- EXERCISE INSTRUCTIONS
Swap "pick planner" for "grasp planner" in the lines from the one that has "of the leaning" through the last line, and give back only those lines with nothing else altered.

- Location labeling records
-.-.-

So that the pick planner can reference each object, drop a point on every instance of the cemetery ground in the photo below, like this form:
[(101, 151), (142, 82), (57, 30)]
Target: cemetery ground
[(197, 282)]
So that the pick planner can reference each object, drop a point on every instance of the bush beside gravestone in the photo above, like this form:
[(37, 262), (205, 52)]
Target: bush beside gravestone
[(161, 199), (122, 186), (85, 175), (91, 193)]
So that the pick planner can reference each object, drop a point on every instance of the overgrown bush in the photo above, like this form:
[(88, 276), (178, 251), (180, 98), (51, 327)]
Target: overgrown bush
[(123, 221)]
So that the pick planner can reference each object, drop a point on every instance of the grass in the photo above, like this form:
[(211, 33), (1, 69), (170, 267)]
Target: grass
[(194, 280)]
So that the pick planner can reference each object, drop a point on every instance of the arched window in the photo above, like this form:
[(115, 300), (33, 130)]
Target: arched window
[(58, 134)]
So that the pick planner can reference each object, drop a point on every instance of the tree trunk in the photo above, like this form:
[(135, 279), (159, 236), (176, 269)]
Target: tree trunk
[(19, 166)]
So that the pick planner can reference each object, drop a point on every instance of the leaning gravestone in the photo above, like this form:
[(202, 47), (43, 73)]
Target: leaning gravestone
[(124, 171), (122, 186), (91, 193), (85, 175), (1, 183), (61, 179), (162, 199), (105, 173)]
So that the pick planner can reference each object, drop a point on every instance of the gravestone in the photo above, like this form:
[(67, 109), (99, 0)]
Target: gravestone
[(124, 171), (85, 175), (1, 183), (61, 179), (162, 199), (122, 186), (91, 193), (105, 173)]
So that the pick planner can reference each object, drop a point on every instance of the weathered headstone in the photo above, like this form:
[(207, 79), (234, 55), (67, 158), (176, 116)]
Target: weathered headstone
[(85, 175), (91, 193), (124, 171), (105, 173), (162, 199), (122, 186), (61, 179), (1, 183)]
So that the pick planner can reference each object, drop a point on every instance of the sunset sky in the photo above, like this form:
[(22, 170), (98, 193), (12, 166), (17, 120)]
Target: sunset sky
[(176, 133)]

-.-.-

- EXERCISE OUTPUT
So that the grasp planner can reference each object, drop a point on every instance of the leaning gravestone in the photo above, like this form:
[(202, 47), (43, 73)]
Target: leaning gravestone
[(124, 171), (122, 186), (91, 193), (85, 175), (1, 183), (61, 179), (162, 199), (105, 173)]
So that the grasp planner can reference each object, drop a point on every instance of the gravestone in the photo above, like this form:
[(67, 109), (99, 0)]
Target: gravestone
[(124, 171), (85, 175), (1, 183), (61, 179), (162, 199), (122, 186), (91, 193), (105, 173)]
So that the grasp planner can reference each object, drop a point on every instance of the weathered headstone in the photo above, like this form:
[(207, 79), (234, 55), (67, 158), (176, 116)]
Target: weathered headstone
[(85, 175), (91, 193), (124, 171), (105, 173), (162, 199), (122, 186), (61, 179), (1, 183)]
So that the grasp planner can reference each object, drop a point on every instance of the sunset sky in the photo above, like this form:
[(22, 170), (98, 193), (12, 166), (17, 120)]
Target: sunset sky
[(176, 133)]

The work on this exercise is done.